__Excerpts from point annotation data__:
+++
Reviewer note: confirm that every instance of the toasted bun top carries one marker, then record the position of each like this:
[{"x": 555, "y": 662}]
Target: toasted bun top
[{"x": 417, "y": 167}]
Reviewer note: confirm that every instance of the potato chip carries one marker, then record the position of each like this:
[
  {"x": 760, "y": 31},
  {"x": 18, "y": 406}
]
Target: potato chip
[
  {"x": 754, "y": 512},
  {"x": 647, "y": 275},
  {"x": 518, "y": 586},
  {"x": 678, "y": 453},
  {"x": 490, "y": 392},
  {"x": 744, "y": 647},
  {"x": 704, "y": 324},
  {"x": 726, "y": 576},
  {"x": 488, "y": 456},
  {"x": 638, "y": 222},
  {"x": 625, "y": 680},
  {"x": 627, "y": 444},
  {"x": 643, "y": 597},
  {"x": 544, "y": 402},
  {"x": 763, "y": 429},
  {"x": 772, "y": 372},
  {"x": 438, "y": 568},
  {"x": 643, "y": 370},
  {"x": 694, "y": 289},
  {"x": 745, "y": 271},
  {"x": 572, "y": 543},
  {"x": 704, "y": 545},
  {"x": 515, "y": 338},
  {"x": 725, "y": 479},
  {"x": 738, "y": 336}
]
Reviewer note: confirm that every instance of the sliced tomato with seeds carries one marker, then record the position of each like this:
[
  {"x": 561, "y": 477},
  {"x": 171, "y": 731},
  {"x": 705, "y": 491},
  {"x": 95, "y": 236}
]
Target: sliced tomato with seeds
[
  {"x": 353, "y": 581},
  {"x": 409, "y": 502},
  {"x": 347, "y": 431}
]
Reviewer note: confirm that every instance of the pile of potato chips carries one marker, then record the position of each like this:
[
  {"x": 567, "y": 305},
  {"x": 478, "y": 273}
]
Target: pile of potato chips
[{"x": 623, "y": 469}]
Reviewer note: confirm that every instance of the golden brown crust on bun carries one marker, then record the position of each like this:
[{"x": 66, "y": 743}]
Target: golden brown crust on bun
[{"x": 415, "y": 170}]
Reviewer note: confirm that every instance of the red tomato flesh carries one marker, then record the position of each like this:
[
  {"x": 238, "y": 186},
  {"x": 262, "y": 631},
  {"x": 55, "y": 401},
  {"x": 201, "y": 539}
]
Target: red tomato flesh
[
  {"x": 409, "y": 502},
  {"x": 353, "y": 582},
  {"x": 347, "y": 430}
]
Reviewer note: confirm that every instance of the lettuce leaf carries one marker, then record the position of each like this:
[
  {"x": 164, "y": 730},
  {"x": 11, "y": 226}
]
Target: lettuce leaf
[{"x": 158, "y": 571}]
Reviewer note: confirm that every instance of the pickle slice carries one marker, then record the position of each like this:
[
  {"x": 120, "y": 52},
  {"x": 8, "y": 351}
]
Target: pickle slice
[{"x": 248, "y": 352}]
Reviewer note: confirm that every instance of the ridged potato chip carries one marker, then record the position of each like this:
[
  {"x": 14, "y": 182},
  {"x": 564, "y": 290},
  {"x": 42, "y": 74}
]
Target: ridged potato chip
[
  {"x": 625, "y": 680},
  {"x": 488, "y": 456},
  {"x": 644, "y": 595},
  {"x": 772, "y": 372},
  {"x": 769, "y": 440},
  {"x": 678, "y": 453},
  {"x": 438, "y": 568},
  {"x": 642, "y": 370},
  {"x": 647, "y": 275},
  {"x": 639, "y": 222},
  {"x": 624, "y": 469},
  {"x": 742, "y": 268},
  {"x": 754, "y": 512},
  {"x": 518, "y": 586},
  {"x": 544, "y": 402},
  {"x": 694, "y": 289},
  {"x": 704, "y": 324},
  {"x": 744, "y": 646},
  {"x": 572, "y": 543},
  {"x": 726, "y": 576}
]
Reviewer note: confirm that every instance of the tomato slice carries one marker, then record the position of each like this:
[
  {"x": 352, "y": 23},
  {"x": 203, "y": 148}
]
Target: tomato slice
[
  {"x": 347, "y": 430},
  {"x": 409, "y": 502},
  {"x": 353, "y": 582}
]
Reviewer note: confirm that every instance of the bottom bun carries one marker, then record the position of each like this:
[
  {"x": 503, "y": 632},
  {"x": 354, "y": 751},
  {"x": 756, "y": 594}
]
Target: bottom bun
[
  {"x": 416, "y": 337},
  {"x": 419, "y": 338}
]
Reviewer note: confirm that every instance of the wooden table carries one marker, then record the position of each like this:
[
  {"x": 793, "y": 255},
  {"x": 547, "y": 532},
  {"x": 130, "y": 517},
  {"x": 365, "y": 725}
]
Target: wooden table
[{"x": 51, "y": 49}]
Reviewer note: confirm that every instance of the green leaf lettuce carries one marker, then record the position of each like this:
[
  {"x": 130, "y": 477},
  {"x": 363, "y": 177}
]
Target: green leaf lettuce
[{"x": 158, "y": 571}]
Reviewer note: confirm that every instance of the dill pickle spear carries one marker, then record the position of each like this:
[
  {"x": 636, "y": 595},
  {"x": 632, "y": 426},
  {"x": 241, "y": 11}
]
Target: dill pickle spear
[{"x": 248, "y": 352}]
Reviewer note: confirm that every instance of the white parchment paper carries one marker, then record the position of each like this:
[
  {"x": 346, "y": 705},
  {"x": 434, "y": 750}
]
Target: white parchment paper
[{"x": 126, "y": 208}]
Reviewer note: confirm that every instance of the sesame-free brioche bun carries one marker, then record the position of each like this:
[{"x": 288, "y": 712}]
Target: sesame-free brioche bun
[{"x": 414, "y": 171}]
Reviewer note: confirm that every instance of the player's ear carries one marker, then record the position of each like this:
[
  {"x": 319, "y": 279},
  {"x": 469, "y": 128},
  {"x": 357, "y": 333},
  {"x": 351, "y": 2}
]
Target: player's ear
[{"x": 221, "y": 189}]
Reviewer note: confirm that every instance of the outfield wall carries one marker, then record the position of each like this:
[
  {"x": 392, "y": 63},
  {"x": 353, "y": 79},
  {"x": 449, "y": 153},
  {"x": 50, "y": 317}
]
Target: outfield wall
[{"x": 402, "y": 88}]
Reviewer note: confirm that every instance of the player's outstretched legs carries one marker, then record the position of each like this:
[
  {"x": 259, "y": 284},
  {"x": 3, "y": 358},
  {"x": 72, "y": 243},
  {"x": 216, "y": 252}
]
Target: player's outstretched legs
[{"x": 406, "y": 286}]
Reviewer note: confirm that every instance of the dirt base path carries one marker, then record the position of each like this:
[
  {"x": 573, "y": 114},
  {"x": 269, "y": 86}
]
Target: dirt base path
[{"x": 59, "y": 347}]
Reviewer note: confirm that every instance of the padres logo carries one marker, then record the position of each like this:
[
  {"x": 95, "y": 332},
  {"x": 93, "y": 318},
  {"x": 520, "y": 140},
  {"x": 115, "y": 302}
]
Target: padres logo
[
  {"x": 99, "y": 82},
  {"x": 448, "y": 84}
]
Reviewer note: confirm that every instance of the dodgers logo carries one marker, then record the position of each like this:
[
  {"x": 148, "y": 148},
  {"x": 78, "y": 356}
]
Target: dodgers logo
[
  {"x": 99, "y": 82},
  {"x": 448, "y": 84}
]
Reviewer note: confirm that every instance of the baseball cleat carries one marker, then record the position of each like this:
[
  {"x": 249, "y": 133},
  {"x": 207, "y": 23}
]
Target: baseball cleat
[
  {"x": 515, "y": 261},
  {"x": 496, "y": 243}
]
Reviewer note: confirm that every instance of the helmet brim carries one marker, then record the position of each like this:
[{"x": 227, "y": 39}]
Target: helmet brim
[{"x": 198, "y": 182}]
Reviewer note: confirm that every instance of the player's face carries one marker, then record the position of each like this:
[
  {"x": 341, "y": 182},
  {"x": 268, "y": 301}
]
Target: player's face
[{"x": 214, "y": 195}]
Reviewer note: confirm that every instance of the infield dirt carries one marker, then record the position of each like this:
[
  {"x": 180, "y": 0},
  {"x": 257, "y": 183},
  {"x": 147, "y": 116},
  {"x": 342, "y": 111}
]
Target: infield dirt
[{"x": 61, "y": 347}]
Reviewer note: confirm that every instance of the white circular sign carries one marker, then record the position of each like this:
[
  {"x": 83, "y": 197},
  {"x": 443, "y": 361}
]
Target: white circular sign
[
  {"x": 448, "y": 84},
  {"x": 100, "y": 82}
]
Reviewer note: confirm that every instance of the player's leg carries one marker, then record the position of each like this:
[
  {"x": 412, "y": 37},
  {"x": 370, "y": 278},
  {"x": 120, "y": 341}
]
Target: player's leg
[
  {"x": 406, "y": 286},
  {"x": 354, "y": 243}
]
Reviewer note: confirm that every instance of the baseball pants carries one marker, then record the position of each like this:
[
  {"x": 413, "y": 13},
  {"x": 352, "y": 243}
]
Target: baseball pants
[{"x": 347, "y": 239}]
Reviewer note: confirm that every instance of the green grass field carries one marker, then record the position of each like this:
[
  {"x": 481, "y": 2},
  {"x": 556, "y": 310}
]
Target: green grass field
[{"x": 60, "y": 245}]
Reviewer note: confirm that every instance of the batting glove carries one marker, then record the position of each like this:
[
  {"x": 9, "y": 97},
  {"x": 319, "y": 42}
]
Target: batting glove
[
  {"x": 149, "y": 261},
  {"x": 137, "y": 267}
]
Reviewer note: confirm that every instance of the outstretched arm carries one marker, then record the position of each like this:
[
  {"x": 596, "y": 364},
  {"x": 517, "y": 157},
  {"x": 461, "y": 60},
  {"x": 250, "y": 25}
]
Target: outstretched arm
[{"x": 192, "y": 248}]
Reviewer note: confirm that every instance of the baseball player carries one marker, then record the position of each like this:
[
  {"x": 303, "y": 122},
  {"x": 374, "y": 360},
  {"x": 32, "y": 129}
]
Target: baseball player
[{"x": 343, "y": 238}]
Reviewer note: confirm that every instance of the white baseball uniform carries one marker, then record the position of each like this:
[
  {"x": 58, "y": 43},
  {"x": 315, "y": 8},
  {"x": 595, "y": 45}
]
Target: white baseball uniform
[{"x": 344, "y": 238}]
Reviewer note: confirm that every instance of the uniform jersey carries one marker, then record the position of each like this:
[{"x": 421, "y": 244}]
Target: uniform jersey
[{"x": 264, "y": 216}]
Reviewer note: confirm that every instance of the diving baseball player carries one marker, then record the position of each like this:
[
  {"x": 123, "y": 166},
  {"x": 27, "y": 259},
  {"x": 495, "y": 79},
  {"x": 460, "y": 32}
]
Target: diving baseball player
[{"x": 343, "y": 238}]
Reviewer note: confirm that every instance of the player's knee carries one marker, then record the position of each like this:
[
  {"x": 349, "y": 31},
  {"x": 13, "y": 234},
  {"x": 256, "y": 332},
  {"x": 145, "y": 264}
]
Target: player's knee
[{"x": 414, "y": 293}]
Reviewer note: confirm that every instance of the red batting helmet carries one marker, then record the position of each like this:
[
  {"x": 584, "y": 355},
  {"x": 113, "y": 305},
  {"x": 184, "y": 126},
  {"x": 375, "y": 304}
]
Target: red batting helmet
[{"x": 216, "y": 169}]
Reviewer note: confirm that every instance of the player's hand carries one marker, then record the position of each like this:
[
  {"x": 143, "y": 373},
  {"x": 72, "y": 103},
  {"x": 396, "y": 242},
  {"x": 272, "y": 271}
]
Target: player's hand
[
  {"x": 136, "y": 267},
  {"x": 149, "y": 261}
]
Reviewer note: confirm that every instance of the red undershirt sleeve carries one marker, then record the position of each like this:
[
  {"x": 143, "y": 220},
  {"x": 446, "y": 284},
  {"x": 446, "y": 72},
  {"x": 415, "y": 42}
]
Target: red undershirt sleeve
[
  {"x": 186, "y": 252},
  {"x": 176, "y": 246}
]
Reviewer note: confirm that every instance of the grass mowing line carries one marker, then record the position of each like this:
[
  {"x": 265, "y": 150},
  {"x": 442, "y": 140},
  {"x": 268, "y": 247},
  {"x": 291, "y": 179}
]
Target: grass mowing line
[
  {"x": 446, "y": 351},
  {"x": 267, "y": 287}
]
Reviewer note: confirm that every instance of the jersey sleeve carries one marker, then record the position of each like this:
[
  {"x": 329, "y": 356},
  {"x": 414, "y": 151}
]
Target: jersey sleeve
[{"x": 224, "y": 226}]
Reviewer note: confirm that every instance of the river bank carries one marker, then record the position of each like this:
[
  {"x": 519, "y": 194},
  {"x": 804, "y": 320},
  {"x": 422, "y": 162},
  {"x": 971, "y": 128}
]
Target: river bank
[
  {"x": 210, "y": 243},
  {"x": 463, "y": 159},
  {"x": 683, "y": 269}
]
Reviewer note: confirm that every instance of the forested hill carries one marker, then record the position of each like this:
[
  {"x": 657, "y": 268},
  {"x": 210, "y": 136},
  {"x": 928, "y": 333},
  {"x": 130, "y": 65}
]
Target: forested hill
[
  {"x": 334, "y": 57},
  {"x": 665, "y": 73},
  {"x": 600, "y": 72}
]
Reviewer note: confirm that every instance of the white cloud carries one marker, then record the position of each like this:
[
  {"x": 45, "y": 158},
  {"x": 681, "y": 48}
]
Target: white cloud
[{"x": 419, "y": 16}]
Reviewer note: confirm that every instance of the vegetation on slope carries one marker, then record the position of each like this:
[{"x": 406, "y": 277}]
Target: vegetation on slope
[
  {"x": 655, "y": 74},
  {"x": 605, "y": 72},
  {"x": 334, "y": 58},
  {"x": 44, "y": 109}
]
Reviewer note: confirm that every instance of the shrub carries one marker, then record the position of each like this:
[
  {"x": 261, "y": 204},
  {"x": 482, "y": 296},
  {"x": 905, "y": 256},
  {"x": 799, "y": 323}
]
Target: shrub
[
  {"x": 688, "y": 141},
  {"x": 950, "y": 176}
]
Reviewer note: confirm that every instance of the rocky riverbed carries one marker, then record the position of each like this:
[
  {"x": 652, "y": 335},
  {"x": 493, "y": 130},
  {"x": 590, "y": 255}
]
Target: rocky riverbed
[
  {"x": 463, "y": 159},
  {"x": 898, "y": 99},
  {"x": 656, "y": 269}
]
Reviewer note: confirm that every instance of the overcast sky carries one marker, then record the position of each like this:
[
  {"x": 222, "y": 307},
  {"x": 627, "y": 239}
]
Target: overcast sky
+++
__What is asked__:
Find the line containing "Reviewer note: confirm that every instance of the vegetation", then output it and every line after it to the end of the data, exactly.

__Solution to the problem__:
Reviewer note: confirm that every instance of the vegetation on slope carries one marker, then record the position of each like this:
[{"x": 406, "y": 277}]
Target: vegetation on slope
[
  {"x": 655, "y": 74},
  {"x": 605, "y": 72},
  {"x": 334, "y": 58},
  {"x": 44, "y": 109}
]
Reviewer note: confirm that every instance of the shrub carries one marker, then record the position of each like this:
[
  {"x": 261, "y": 204},
  {"x": 482, "y": 296},
  {"x": 905, "y": 256},
  {"x": 799, "y": 323}
]
Target: shrub
[
  {"x": 688, "y": 141},
  {"x": 950, "y": 176}
]
Reviewer note: confirm that every instance of the rocky riverbed carries one marker, then record the position of each like this:
[
  {"x": 652, "y": 335},
  {"x": 493, "y": 130},
  {"x": 590, "y": 255}
]
Target: rocky riverbed
[
  {"x": 463, "y": 159},
  {"x": 898, "y": 99},
  {"x": 656, "y": 269}
]
Reviewer note: confirm that every instance of the overcast sky carries one marker, then record the position of each like this:
[
  {"x": 222, "y": 307},
  {"x": 627, "y": 239}
]
Target: overcast sky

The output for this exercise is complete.